(WHAT THE TASK ASKS) Please write out the records again, starting with the line that contains "Detection labeling — target object is the white" and going on through the end of the records, requests included. Shift every bounding-box coordinate in the answers by -41, and leave the numbers in the requests and their sample boxes as they are.

(DATA PROVIDED)
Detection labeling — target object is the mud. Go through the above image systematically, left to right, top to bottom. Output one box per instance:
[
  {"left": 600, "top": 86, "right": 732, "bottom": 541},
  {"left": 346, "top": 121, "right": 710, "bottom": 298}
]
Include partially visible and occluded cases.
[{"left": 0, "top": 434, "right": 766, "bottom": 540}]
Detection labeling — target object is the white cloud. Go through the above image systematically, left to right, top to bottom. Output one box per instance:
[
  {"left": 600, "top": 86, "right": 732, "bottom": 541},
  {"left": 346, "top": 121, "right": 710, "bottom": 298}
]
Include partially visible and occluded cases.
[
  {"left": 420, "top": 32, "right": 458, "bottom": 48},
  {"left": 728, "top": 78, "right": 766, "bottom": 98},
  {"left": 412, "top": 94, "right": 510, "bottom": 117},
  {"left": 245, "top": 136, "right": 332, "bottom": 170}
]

(THE OUTPUT)
Detection labeling — target object is the white cloud. Go through the above image systematically, left to right, top to bottom. Output one box per instance:
[
  {"left": 600, "top": 86, "right": 732, "bottom": 541},
  {"left": 346, "top": 121, "right": 710, "bottom": 298}
]
Include partially visible and occluded cases.
[
  {"left": 379, "top": -9, "right": 417, "bottom": 7},
  {"left": 687, "top": 37, "right": 725, "bottom": 57},
  {"left": 371, "top": 53, "right": 469, "bottom": 76},
  {"left": 204, "top": 95, "right": 291, "bottom": 129}
]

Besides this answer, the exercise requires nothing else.